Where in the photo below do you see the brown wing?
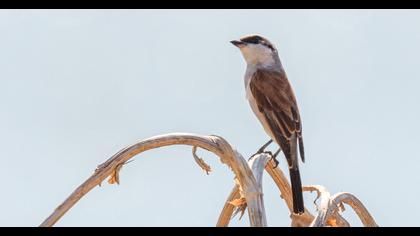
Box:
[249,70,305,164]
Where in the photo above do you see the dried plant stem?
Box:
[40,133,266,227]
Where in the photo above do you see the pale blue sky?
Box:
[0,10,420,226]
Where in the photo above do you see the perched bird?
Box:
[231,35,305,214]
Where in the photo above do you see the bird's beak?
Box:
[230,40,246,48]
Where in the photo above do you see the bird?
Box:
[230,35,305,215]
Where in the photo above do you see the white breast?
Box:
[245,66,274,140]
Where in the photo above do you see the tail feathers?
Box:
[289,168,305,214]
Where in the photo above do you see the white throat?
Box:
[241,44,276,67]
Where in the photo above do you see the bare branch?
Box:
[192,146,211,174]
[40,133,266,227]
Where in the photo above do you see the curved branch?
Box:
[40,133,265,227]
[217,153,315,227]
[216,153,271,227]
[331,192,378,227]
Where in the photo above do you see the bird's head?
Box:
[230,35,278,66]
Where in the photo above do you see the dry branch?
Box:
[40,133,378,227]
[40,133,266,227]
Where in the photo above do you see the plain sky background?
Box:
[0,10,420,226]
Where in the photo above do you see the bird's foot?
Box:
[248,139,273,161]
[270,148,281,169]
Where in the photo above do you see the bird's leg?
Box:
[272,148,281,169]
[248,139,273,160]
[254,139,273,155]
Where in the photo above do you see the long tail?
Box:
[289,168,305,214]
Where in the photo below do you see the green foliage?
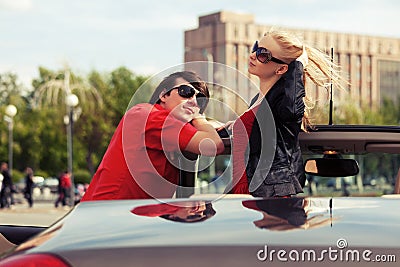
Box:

------------------------------

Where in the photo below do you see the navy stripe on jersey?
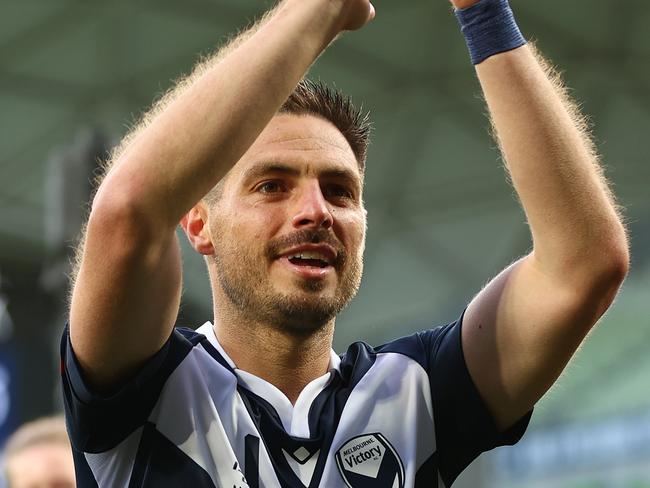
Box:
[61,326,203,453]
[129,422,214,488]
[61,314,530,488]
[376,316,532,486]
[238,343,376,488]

------------------------------

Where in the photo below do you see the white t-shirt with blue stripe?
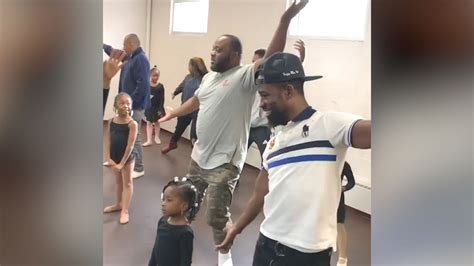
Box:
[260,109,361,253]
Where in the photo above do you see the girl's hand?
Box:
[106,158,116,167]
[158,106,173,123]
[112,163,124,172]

------------------------------

— Exercise instructions —
Please give the lines starting at the one containing "Where in the photo below do you see the brown" and ending at the one containing "[241,44,276,67]", both included, as a JSON list of strings with one string per line. Leave out blank lines and the pictures.

— Solution to this exercise —
[
  "Where in the photo below do you see the brown wing?",
  "Box:",
  "[249,70,305,164]",
  "Where in the photo above do you see the dried plant stem?",
  "Box:",
  "[40,133,266,227]",
  "Where in the photo above do you see the pale blue sky?",
  "Box:",
  "[0,10,420,226]",
  "Where in the photo above do you see the perched bird?",
  "Box:",
  "[231,35,305,214]",
  "Where in the photo above do you see the bird's beak?",
  "Box:",
  "[230,40,246,48]",
  "Where in the photo above do you see the bird?",
  "Box:",
  "[230,35,305,215]",
  "Where in the photo above do you see the white breast?",
  "Box:",
  "[245,66,274,140]",
  "Where in the photo above do you see the tail feathers?",
  "Box:",
  "[289,168,305,214]",
  "Where in the photo above do you see the white throat?",
  "Box:",
  "[241,44,276,67]"
]